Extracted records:

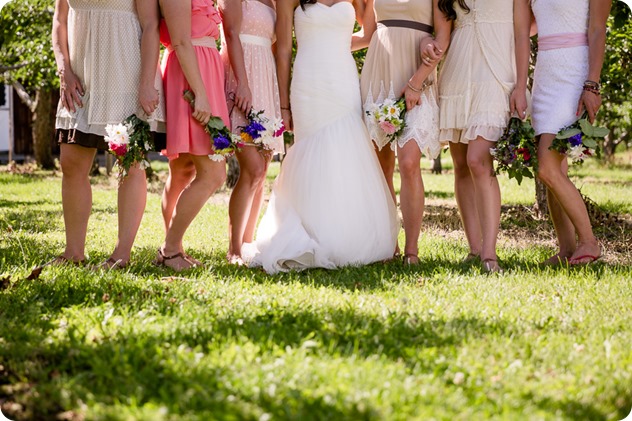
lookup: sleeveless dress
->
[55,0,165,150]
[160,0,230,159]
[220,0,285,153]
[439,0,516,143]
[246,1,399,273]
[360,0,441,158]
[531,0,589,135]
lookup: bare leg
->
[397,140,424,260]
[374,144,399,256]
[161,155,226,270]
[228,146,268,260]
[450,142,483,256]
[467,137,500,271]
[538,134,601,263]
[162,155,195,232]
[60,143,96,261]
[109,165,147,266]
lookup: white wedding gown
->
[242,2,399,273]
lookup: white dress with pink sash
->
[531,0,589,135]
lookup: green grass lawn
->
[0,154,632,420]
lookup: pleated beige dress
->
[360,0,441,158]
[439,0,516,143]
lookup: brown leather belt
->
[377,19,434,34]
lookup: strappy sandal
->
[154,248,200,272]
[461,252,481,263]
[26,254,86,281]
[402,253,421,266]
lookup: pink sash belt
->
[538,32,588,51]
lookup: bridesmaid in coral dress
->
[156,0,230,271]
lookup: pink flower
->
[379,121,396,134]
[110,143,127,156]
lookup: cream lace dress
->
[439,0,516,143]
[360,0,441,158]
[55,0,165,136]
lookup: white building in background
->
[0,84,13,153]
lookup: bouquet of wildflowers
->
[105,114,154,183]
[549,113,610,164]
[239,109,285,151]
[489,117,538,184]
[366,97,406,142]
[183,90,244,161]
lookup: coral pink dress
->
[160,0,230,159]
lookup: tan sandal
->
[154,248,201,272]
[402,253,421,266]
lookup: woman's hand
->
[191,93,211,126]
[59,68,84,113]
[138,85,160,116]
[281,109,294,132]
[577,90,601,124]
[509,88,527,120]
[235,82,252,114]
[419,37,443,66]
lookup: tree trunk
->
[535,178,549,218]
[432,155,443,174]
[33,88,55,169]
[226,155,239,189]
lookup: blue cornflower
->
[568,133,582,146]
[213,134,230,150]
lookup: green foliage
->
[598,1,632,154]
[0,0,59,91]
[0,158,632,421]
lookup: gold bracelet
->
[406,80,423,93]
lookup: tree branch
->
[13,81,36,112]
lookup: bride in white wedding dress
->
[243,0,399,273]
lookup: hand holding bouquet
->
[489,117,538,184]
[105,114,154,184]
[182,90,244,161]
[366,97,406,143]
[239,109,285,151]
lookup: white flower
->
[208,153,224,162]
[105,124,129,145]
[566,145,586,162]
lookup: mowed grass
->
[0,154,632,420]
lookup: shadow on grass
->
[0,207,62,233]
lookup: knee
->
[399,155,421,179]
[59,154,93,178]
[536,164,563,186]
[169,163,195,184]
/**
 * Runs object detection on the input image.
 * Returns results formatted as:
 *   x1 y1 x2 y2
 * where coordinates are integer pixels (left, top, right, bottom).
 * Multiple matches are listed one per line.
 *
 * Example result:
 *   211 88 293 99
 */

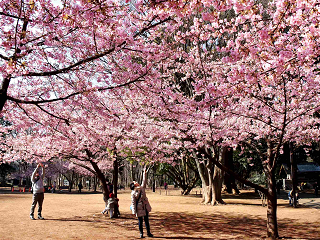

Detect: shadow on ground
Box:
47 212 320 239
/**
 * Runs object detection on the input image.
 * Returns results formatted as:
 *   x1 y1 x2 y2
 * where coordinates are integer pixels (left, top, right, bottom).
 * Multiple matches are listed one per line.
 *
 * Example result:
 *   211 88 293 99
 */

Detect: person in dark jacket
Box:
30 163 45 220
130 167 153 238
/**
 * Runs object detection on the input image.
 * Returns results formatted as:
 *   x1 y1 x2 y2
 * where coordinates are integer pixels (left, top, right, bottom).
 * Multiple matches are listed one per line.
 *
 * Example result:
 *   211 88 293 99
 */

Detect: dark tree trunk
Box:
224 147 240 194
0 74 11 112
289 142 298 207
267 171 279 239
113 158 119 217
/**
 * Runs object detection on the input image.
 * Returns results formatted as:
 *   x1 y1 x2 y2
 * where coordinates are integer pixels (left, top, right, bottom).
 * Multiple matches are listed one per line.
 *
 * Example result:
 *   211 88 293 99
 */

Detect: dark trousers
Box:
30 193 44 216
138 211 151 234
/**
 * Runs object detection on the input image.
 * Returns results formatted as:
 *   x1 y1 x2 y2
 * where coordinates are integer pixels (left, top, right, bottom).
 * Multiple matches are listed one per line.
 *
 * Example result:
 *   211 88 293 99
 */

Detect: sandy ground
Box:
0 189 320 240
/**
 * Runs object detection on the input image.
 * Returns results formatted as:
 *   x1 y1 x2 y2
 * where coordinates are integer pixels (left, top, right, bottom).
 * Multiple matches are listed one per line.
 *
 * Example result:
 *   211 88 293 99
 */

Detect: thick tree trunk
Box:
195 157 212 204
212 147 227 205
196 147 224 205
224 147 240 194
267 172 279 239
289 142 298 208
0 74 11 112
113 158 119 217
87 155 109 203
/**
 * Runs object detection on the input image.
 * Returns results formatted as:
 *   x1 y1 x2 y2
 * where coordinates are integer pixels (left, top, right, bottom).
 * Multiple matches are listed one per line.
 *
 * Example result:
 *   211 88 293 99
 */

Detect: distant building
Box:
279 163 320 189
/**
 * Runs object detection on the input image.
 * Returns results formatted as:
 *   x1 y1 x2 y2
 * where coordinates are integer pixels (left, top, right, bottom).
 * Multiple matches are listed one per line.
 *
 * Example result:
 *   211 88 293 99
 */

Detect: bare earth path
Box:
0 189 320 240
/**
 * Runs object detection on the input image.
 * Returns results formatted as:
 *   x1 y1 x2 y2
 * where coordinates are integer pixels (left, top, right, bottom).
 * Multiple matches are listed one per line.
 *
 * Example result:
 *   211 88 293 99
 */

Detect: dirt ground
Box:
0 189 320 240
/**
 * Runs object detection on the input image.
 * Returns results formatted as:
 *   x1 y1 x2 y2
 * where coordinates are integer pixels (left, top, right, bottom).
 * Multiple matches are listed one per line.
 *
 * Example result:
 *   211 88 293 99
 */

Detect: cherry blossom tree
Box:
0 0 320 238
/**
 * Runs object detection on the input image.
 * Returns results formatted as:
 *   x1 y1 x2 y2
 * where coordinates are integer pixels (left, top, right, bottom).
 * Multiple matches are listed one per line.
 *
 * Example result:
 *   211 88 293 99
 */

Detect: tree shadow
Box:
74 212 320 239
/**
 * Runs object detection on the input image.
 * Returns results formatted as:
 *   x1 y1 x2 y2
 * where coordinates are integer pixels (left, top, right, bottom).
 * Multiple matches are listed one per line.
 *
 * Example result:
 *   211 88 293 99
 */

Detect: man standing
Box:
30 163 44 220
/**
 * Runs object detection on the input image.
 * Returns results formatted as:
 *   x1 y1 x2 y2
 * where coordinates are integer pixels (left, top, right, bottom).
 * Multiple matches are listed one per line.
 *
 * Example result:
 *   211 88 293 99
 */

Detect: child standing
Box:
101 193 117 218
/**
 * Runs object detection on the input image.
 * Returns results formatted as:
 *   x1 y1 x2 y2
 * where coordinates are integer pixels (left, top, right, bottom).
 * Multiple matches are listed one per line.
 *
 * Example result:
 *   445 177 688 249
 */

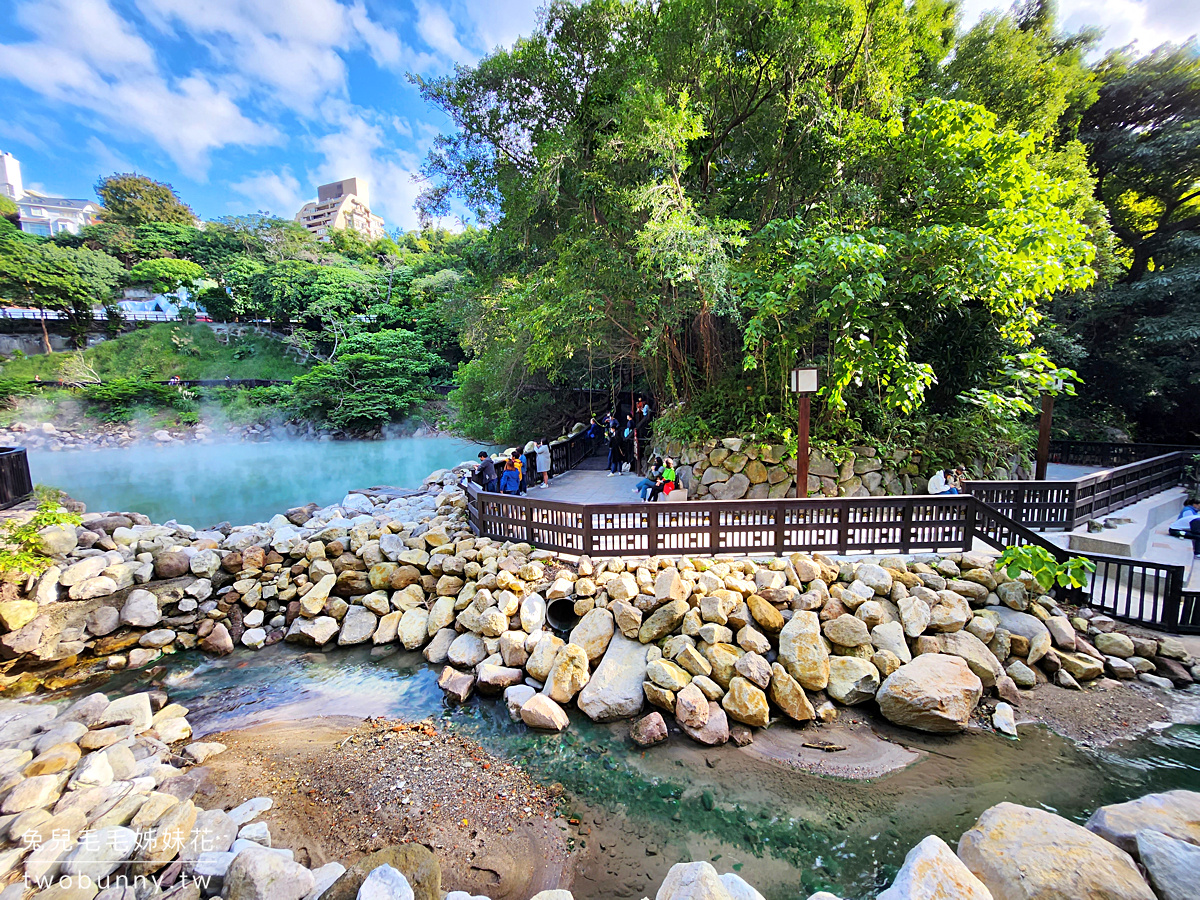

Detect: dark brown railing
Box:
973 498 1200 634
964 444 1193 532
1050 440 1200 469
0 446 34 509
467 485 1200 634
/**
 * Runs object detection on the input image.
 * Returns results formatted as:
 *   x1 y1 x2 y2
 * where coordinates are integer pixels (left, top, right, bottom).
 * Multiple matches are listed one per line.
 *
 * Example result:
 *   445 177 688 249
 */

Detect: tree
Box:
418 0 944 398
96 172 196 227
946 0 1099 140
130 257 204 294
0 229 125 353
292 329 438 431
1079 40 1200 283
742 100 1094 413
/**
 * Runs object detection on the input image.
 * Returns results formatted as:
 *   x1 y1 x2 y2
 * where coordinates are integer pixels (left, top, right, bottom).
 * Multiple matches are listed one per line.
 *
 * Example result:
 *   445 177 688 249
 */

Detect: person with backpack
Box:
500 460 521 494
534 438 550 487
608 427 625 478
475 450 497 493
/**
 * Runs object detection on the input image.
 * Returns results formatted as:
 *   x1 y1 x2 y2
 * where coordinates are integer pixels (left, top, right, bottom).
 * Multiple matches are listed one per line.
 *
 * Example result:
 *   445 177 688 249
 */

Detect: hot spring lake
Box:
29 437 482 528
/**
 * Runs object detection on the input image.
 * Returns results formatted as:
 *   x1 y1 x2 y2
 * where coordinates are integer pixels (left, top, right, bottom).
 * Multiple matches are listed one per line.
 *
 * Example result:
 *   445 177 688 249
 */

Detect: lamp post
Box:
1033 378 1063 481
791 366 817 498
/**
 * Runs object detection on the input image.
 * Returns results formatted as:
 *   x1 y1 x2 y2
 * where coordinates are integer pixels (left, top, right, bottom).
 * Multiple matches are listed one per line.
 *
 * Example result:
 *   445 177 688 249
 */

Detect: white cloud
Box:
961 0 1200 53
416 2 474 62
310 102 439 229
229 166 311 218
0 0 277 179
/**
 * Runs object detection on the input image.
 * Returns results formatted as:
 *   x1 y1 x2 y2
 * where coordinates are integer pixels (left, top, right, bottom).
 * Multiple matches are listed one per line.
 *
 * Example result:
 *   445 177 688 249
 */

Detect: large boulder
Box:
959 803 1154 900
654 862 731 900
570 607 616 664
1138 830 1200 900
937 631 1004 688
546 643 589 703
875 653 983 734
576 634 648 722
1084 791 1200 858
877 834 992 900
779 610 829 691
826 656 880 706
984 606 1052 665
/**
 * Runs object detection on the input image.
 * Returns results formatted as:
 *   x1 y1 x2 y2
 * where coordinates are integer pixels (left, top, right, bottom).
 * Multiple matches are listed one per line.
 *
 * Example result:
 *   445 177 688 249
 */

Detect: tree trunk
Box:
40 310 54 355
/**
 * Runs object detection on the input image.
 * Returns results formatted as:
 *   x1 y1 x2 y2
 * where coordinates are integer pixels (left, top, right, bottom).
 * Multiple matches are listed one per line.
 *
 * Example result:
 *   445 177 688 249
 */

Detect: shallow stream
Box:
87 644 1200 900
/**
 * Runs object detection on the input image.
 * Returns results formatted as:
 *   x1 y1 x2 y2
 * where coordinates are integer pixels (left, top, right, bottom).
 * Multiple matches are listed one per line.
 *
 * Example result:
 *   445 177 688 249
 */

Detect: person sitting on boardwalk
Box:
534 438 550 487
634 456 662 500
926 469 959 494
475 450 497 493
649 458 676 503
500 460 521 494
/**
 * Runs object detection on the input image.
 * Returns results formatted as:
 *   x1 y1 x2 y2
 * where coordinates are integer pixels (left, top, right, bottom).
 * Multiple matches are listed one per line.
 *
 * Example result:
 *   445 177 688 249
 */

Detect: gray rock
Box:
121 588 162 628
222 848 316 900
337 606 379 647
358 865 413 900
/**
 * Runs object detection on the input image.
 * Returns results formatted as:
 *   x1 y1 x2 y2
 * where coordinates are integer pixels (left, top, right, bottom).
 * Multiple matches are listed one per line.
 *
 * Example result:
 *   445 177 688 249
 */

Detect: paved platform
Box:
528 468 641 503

#### [What to produce]
Switch "lookup" to "search" in the entries from the start through the line that contains "[243,0,399,273]", keeping everything else the same. Leave the pictures out of your answer.

#### [Written reply]
search: sleeveless dress
->
[55,0,165,150]
[160,0,230,159]
[220,0,285,153]
[439,0,516,143]
[246,1,399,273]
[360,0,441,158]
[531,0,589,135]
search: bare leg
->
[397,140,424,260]
[374,144,399,256]
[161,155,226,270]
[228,146,268,260]
[450,142,483,256]
[467,137,500,271]
[538,134,601,263]
[162,155,195,232]
[60,143,96,261]
[109,165,147,266]
search: white wedding gown
->
[242,2,399,273]
search: white dress with pink sash
->
[531,0,589,135]
search: green grass lawn
->
[0,154,632,420]
search: pleated beige dress
->
[360,0,441,158]
[439,0,516,143]
search: brown leather belt
->
[377,19,434,34]
search: strappy sandal
->
[154,248,200,272]
[461,252,481,263]
[26,254,86,281]
[402,253,421,266]
search: pink sash belt
->
[538,32,588,51]
search: bridesmaid in coral dress
->
[156,0,230,271]
search: pink flower
->
[379,121,396,134]
[110,143,127,156]
search: cream lace dress
->
[439,0,516,143]
[360,0,441,158]
[55,0,165,136]
search: white building in background
->
[0,84,13,153]
search: bouquet of wildflowers
->
[105,114,154,183]
[549,113,610,164]
[239,109,285,151]
[489,117,538,184]
[366,97,406,142]
[183,90,244,161]
search: coral pink dress
->
[160,0,230,159]
search: tan sandal
->
[154,248,201,272]
[402,253,421,266]
search: woman's hand
->
[191,93,211,126]
[59,68,84,113]
[138,85,160,116]
[281,109,294,132]
[577,90,601,124]
[509,88,527,120]
[235,82,252,114]
[419,37,443,66]
search: tree trunk
->
[535,178,549,218]
[432,155,443,174]
[33,88,55,169]
[226,155,239,189]
search: blue cornflower
->
[568,133,582,146]
[213,134,230,150]
search: green foliage
->
[598,1,632,154]
[0,0,59,91]
[0,158,632,421]
search: gold bracelet
->
[406,80,423,93]
search: tree branch
->
[13,81,36,112]
search: bride in white wedding dress
->
[243,0,399,273]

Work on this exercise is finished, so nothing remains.